Finding the balance between your ideal price and making a profit.

Everyone has an ideal monthly rent that they’d like to set for their property and this price usually includes a comfortable profit. But, at a certain point your ideal price will actually cost you money. The point of owning property is to earn money on an investment, but many owners don’t take in to account the cost of vacancy. If your asking price is too high then your property will remain vacant.

Vacant properties can be a huge loss so you need to carefully weigh your priorities. Do you want to remain stubborn about getting your goal price or is it worth the money to bring your price down to fair market value?

We have a simple way to calculate what that cost will be. But first, there’s some numbers you need to know.

Goal Price

Some things to consider when calculating your Goal Price (GP) are:

  • Mortgage
  • Property taxes
  • Home Owner’s Association fees
  • Utilities that you’ll retain responsibility for (Water, trash, gas, cable, electricity, etc.)
  • Property Insurance premium
  • Costs for maintenance

Fair Market Value

Fair Market Value (FMV) is the price that would get your unit rented quickly to a well-qualified applicant. There are two ways to find the FMV of your unit.

  • Conduct a market analysis. Find out how much similar properties in comparable areas have sold or rented for recently.

Provided records
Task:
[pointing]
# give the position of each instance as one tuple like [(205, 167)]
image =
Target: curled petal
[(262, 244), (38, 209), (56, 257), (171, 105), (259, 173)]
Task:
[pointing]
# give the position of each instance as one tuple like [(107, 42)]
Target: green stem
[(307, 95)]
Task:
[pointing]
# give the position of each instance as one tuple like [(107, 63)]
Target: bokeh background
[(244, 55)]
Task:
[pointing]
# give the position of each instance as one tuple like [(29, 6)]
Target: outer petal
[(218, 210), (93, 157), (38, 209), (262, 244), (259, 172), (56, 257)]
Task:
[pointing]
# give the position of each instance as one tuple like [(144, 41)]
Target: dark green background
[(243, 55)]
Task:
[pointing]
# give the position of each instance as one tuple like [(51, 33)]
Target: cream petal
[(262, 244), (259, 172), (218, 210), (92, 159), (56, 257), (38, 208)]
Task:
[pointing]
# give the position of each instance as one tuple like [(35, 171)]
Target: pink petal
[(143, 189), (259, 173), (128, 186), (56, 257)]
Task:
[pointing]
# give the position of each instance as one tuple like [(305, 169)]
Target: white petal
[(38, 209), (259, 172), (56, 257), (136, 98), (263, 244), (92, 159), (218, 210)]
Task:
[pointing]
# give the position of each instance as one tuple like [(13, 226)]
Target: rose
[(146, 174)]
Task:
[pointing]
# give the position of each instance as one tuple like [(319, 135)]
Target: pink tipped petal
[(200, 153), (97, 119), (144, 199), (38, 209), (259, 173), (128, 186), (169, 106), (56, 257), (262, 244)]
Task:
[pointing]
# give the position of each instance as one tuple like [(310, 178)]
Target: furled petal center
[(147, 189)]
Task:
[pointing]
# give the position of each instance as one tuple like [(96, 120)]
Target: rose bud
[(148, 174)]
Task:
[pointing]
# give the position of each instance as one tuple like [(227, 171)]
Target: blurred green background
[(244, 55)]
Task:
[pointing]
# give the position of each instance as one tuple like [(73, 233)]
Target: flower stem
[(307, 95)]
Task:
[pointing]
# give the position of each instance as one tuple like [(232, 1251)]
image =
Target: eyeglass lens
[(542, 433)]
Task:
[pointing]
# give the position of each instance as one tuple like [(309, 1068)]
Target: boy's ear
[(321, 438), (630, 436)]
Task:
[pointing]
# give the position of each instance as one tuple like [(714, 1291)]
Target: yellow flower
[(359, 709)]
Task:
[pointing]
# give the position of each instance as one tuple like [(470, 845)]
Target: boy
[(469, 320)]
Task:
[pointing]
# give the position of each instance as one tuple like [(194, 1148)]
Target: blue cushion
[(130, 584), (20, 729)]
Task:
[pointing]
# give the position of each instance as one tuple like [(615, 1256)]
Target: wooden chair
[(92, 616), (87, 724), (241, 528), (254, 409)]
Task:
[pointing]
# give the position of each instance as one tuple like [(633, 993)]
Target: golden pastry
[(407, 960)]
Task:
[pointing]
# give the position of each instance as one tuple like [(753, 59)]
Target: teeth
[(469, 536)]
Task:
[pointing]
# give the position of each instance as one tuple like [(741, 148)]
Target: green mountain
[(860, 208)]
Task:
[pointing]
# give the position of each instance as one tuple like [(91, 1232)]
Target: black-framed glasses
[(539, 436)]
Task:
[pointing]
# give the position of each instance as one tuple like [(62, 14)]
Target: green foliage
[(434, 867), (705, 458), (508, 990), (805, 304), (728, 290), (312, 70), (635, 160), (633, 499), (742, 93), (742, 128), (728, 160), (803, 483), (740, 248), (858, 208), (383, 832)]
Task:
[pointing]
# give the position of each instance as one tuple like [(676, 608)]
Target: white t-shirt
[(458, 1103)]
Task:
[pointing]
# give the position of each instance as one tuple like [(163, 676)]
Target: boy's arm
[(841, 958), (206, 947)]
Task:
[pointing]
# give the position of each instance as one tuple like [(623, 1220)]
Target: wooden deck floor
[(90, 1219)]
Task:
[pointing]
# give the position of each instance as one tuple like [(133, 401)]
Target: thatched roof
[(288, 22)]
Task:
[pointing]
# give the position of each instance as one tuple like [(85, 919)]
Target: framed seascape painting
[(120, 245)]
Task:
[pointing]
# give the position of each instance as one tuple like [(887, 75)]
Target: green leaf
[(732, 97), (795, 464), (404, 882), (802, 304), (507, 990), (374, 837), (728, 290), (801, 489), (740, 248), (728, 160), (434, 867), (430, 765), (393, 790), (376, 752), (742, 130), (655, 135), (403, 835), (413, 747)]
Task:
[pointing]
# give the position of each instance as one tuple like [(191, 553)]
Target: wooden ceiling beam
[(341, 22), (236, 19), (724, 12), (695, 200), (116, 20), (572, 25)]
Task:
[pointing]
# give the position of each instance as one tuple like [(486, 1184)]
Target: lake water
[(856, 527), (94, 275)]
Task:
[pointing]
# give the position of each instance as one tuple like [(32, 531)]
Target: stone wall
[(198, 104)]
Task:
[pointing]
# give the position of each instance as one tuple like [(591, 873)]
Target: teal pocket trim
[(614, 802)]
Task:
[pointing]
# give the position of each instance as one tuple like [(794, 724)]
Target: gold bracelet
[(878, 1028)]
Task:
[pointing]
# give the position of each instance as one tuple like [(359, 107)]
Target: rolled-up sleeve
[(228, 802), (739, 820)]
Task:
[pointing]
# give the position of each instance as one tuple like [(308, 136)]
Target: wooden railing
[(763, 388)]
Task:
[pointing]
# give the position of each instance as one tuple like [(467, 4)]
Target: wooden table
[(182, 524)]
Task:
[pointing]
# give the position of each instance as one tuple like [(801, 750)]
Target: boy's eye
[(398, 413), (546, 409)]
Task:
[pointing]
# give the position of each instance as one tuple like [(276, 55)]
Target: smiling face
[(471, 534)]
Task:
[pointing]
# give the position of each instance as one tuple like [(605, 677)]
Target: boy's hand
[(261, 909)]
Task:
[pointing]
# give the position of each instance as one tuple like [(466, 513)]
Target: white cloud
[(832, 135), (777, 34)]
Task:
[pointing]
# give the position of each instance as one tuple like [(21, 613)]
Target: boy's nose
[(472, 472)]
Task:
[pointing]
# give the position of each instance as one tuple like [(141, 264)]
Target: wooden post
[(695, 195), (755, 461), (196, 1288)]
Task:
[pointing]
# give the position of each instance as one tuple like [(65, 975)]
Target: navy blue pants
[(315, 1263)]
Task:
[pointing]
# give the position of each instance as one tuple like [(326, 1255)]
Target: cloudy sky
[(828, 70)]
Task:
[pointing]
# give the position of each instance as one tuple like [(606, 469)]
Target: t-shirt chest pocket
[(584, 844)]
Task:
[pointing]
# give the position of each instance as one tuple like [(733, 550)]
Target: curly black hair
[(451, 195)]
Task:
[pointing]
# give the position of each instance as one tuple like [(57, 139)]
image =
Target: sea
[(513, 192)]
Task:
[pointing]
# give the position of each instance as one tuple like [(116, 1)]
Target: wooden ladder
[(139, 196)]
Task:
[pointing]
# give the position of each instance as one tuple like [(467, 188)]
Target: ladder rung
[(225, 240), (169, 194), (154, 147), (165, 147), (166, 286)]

The task
Reproduce the stretch from "We have a simple" through "cable, electricity, etc.)" in the rental pricing text, word for word.

Final result
We have a simple way to calculate what that cost will be. But first, there’s some numbers you need to know.

Goal Price

Some things to consider when calculating your Goal Price (GP) are:

  • Mortgage
  • Property taxes
  • Home Owner’s Association fees
  • Utilities that you’ll retain responsibility for (Water, trash, gas, cable, electricity, etc.)